Your second point is more to do with the commercial qualities of CGI, namely its flexibility. What you suggest is true – CGI does have the edge on traditional product photography, but I think it’s dangerous to assume that the rise of CGI is solely due to how easy and flexible it is to produce multiple versions of something. Sure, it’s much easier to ship a 50MB digital file online than ship the real car to the Namib desert, but one of the misconceptions about CGI is that the only reason it’s used over real photography is that it’s cheaper and simpler to iterate. The real difference is that the Namib desert is harsh and unfriendly and dusty and you might have to live with the shots you get when you’re out there. Whereas the post-production studio can reshoot, refine, relight, rerender to a point way past what was acceptable for a photographer. There’s less acceptance of messy, chaotic reality. Even CGI dust clouds are finely tuned with stray particles excised by hand. My point is, more control means more work and more skill, not less. And often, CGI produces weird, empty-feeling images where nothing accidental ever happens. This feeds into our ideas of aesthetics, creating a set of platonic ideals. An index of phenomena.

Alan Warburton, Assets (ongoing series)

This index is evolving, too. An experienced CG artist can spot stock assets in films and TV title sequences and ads. That sunset. That flickering flame. That smoke trail was made in FumeFX, that confetti comes from Maya, those titles were rendered in Cinema4D. It’s a hothouse of evolution where good assets are reused and then our ideas of what smoke should look like, or how a building explodes, or how a car should reflect a sunset, or how cartoon characters walk become fixed – idealised. Good models survive and are reused and refined, creating this kind of archetypal library of 3D assets and techniques, free of their original context. I’ve explored this in my Assets series, which documents various stock 3D assets that exist in readymade form online. They are divorced from their original contexts and somehow exist purely as dematerialised ideals, though you can never quite wipe them clean from their origins.

KS: In Spherical Harmonics, you use a number of stock ‘digital readymades’, including the ambiguous character ‘Maya’. Can you tell us a little about her role – and the process of constructing the film itself?

AW: Maya is like the eye of the storm in Spherical Harmonics, an anchor for the action. She’s somewhere between a protagonist, a muse and a prop. She’s almost like a placeholder for a memory – an understudy for a real memory. I don’t know if she’s based on a real person, but her skin textures and characteristics suggest that the artist who modeled her had a lot of real-word reference. I selected carefully when casting my model – Maya was one of only a handful of models online that weren’t ultra busty caricatures.

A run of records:
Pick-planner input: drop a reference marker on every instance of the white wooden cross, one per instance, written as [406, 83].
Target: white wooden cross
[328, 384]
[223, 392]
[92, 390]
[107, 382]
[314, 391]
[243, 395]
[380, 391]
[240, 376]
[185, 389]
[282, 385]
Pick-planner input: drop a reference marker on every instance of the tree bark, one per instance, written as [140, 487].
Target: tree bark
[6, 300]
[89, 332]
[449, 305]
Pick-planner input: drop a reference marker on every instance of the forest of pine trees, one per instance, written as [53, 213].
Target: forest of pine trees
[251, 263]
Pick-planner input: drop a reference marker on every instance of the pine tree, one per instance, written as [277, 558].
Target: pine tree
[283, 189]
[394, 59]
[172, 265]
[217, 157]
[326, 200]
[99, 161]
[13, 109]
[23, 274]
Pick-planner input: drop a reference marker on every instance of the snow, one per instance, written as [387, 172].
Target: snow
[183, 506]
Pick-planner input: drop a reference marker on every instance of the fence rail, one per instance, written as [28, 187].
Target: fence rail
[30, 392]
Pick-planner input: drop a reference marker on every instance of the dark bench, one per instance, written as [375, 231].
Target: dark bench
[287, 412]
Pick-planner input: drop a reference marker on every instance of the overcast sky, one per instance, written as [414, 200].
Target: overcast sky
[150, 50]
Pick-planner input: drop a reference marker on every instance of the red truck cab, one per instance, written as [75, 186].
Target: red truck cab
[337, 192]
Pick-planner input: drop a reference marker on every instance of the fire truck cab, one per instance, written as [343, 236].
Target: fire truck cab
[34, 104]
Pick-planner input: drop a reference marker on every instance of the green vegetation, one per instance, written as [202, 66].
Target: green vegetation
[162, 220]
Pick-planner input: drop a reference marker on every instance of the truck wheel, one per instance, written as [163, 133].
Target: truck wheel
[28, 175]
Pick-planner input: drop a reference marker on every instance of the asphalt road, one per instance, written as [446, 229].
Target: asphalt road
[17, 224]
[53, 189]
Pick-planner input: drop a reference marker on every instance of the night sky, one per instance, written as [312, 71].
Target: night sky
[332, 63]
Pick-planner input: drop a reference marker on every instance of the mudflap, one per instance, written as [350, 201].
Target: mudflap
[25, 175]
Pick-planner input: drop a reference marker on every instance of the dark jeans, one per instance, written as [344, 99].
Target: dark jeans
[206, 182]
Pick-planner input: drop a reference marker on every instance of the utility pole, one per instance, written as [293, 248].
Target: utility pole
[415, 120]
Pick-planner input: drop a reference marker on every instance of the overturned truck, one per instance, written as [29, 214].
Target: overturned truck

▶ _STATED PROBLEM A_: Condense the paragraph of the CGI interview that begins "This index is evolving, too" into a shorter version that keeps its main facts.
▶ _STATED PROBLEM B_: Carry on the interview about CGI from its final sentence.

▶ _WRITTEN ANSWER A_: This index is also evolving. Experienced CG artists can recognize stock assets in films, TV title sequences and ads: a particular sunset or flickering flame, a smoke trail made in FumeFX, confetti from Maya, titles rendered in Cinema4D. Good assets are reused and refined, which fixes and idealizes our sense of how smoke should look, how a building explodes, how a car reflects a sunset or how cartoon characters walk. The result is an archetypal library of 3D assets and techniques, free of their original context. The Assets series documents stock 3D assets available in readymade form online. They exist as dematerialized ideals, divorced from their original contexts, yet they can never be fully wiped clean of their origins.

▶ _WRITTEN ANSWER B_:
Working images from Alan Warburton’s Instagram Takeover for @thephotographersgallery

Working images from Alan Warburton’s Instagram Takeover for @thephotographersgallery

I sourced quite a few stock 3D assets online – in the same way a filmmaker or photographer might source props. Once you download these assets, you usually find that they are poorly constructed or have been saved in the wrong file format, that they don’t deform well or are provided in disorganised pieces like a box of flat pack odds and ends. So there was a lot of custom work getting the props render-ready. I spent about a week sourcing, cleaning and modeling assets, a week roughing out a structure for the piece, a week rigging, skinning, lighting, texturing, simulating and animating and then two weeks preparing the 20 or so separate scenes for rendering at various render farms. It took between 5 minutes and 2 hours a frame to render, depending on what was in the scene. The final step was to assemble all the renders together in a 2D compositing program. In total, about 6 weeks work produced about 200,000 frames, 1TB of images from about 100 computers rendering over 3 weeks. If one computer had rendered everything, it would have taken about 18 months.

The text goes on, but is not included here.